[Excerpts from a dataset]
□ □ □ □
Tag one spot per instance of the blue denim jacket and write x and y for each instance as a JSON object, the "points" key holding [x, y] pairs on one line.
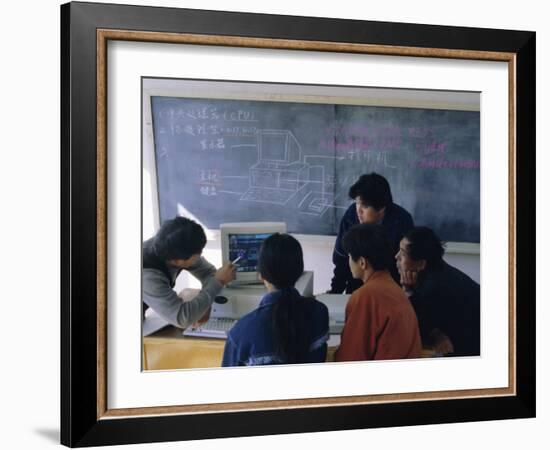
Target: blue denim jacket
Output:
{"points": [[251, 340]]}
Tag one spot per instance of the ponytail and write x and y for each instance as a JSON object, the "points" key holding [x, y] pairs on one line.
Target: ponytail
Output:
{"points": [[281, 263], [291, 344]]}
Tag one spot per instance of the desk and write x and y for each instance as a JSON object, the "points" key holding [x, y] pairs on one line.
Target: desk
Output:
{"points": [[167, 349]]}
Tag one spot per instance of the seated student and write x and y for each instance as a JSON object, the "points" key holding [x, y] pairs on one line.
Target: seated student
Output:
{"points": [[380, 321], [178, 246], [286, 328], [374, 205], [446, 300]]}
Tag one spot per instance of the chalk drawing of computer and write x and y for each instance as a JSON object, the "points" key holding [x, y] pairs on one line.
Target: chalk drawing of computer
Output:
{"points": [[279, 173]]}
□ □ □ □
§ **What this task involves**
A word-for-word copy of the records is required. Leave out every picture.

§ **Output of the exercise**
Tag one spot per instance of the blue denim jacket and write x and y for each instance as a JSON object, the "points" key holding [x, y] pairs on one line.
Target: blue denim jacket
Output:
{"points": [[251, 340]]}
Tag one spot per instance of the ponytail and write x and y for each instance as a JSON object, the "points" key holding [x, y] pairs on one line.
Target: ponytail
Output:
{"points": [[281, 263], [291, 344]]}
Tag one spot per instance of the desk and write x and y for each instance as a JSON object, the "points" key holding [x, y] pairs on one line.
Target: desk
Output:
{"points": [[167, 349]]}
Tag one spot per instance of the seated student and write x and y for each instance as a JSON object, the "points" key holding [x, y] pairs on one line.
Target: seated student
Output:
{"points": [[380, 321], [178, 246], [286, 328], [374, 205], [446, 300]]}
Tag one spot per instance of the chalk drawing of computer and write x and y for each instance as a JSON object, the "points" key holding [x, y] pairs on one line.
Target: chalk drawing of computer
Output:
{"points": [[279, 173]]}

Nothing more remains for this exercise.